— START OF DATA FOR THE TASK —

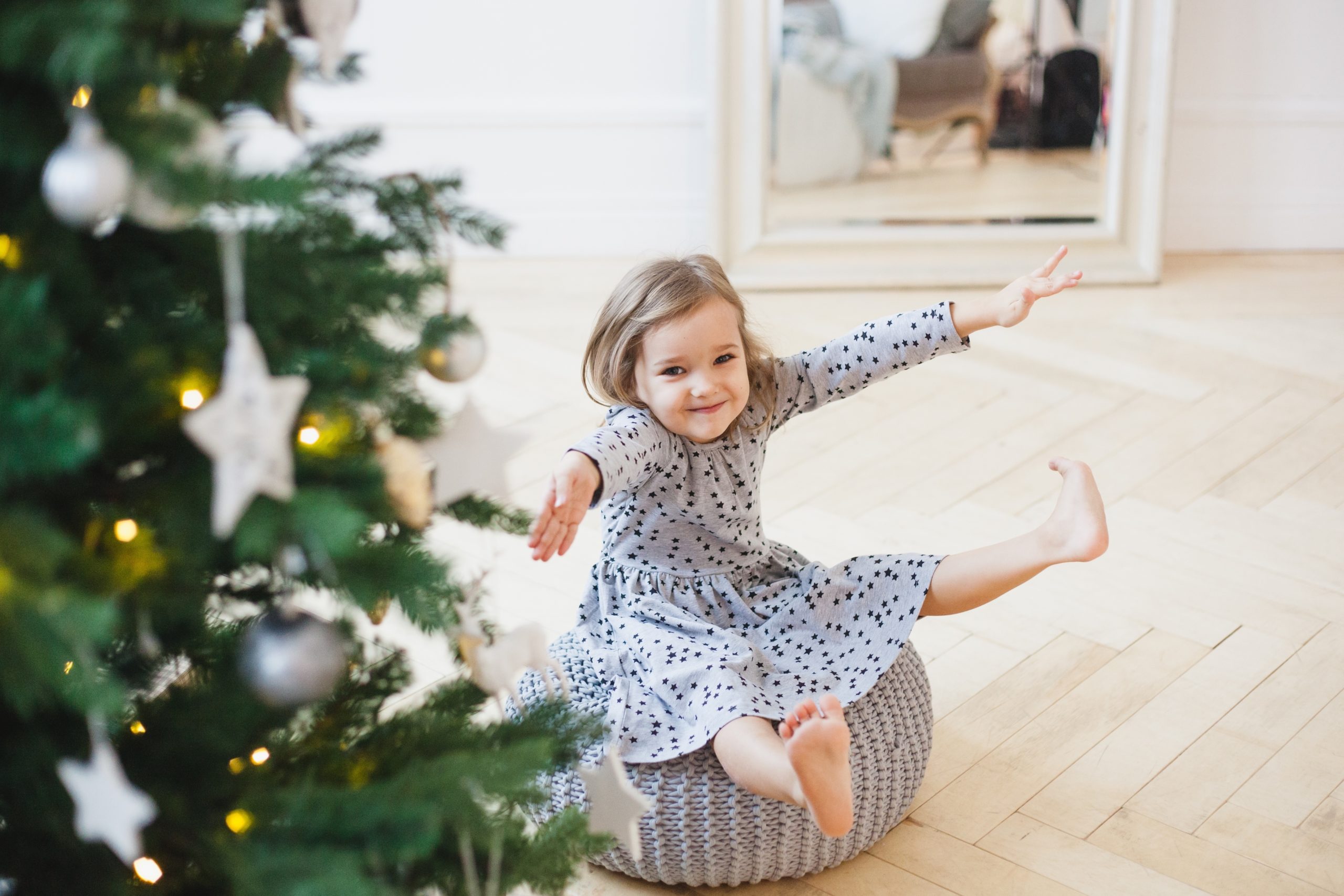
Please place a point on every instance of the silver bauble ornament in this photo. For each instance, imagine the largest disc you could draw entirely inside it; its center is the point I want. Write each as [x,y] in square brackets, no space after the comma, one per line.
[207,147]
[291,657]
[87,179]
[456,356]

— END OF DATA FOR THE TASK —

→ **WHAT NEEDS TO BE DONE**
Rewrite all the lines above in full, multiplying each point coordinate in the answers by 0.55 and rounding to the nearest whole number, with halves rounded up. Leave the pictures out.

→ **SOLVED EXERCISE**
Please place a point on every instance of the silver bauble ornament in this photo. For each instance, imagine the largest disc you could draw entirely inside it; its center is the point I want. Write each as [x,y] in square brackets, no space after the comma, one per line.
[114,81]
[160,361]
[48,98]
[251,196]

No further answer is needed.